** Task details **
Pull out every line of the items below that contains the word "leafy". Copy each such line in full.

── Exercise materials

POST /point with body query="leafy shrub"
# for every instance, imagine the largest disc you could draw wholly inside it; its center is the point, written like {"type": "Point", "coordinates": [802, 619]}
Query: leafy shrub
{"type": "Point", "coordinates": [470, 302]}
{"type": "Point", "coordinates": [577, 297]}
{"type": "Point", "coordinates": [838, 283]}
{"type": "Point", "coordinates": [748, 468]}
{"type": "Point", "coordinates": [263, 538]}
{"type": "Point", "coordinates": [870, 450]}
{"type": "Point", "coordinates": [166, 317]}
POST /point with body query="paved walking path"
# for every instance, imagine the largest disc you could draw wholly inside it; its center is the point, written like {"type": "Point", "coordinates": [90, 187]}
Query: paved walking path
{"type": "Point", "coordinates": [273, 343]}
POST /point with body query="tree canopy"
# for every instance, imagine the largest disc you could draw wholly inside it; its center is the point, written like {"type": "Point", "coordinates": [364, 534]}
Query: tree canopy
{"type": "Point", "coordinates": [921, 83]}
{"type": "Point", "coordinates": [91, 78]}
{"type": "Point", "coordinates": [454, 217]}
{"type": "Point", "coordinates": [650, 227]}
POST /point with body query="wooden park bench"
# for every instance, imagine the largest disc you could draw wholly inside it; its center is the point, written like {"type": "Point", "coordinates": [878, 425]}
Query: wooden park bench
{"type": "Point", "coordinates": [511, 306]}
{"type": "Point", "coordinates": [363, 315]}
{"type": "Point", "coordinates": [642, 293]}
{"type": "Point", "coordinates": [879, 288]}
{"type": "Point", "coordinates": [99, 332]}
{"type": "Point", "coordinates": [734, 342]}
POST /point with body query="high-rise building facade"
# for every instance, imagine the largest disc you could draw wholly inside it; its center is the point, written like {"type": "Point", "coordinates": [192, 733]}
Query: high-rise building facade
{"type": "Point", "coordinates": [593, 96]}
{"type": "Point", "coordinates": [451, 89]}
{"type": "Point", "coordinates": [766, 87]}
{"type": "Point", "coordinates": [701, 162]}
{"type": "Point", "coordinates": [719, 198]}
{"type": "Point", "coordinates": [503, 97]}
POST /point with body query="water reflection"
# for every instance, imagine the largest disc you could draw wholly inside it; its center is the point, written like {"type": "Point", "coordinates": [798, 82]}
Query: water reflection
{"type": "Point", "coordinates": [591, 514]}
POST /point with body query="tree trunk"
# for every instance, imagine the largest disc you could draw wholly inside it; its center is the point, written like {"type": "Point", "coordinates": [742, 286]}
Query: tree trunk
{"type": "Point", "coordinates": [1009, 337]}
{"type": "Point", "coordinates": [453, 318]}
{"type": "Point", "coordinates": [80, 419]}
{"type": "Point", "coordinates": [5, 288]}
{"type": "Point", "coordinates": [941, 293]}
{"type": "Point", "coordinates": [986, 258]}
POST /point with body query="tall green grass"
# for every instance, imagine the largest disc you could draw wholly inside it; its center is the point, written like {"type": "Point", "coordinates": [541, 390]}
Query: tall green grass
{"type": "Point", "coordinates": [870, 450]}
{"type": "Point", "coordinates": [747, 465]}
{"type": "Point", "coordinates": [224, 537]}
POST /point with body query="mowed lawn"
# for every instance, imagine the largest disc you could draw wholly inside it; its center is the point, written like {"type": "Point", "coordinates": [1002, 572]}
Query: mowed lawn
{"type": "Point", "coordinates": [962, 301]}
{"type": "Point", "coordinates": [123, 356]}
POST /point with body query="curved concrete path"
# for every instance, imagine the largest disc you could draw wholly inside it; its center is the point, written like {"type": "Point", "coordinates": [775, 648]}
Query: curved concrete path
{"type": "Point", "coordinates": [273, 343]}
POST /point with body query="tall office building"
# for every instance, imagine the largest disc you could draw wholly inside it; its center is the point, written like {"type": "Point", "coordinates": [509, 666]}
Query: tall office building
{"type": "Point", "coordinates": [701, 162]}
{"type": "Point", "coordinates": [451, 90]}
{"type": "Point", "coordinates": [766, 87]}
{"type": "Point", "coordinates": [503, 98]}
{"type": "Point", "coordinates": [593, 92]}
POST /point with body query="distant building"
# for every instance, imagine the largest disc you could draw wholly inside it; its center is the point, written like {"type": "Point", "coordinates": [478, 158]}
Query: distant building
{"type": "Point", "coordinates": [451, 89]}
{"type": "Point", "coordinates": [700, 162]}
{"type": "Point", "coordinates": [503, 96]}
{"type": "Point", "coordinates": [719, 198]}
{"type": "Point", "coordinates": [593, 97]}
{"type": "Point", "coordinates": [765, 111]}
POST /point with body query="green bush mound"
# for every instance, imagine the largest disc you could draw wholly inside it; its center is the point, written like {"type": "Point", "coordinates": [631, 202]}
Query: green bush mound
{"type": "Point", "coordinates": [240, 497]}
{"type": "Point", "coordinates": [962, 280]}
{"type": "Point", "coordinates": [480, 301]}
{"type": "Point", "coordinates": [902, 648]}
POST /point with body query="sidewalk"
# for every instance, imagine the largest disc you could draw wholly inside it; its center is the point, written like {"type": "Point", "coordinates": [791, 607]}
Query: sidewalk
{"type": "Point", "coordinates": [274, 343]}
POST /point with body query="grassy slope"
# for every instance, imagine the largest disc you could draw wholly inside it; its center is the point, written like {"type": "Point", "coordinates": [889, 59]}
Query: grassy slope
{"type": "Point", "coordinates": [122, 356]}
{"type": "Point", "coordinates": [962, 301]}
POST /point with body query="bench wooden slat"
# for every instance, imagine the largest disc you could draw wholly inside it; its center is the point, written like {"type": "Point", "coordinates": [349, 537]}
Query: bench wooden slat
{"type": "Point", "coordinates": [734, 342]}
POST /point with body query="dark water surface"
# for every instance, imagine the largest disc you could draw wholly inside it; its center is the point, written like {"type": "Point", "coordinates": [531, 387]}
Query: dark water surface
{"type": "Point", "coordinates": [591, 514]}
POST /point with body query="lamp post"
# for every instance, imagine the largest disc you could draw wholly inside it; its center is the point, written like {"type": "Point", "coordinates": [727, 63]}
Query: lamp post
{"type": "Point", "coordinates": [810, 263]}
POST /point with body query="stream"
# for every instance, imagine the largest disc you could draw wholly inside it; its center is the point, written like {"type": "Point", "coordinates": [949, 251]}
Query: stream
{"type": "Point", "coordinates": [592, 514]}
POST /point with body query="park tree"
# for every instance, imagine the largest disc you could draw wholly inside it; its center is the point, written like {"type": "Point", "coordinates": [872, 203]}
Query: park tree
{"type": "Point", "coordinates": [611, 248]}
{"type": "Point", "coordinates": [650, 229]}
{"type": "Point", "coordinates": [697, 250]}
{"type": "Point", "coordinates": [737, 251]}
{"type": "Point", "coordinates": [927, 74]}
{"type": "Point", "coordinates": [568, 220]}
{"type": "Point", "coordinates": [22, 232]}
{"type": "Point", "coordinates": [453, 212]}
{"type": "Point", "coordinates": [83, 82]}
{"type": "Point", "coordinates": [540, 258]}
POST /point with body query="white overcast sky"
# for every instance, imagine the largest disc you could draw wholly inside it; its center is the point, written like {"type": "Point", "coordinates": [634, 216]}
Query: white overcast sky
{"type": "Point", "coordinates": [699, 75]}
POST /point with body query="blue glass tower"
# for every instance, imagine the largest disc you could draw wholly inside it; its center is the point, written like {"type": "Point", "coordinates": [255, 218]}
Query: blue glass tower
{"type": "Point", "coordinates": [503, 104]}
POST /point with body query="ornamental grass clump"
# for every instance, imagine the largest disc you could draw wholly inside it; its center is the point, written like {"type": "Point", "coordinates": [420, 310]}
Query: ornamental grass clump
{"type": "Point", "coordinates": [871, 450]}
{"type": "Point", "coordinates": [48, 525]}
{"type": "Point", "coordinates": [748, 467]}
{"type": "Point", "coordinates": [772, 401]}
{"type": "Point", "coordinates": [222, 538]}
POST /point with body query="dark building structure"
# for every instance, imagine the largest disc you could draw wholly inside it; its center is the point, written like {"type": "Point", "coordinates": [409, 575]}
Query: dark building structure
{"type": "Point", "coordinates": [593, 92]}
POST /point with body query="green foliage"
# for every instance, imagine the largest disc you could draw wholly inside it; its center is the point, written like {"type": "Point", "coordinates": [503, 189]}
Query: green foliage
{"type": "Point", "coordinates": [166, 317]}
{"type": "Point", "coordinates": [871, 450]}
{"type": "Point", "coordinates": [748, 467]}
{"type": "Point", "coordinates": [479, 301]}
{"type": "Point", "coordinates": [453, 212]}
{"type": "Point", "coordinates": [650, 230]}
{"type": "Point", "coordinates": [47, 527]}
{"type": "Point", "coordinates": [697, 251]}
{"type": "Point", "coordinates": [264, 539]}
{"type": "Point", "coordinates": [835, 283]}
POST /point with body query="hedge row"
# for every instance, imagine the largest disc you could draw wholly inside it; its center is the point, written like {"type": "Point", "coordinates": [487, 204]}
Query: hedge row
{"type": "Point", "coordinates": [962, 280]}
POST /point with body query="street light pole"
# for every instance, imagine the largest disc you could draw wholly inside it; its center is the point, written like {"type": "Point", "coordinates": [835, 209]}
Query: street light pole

────

** Task result **
POST /point with body query="leafy shrub"
Query: leafy shrub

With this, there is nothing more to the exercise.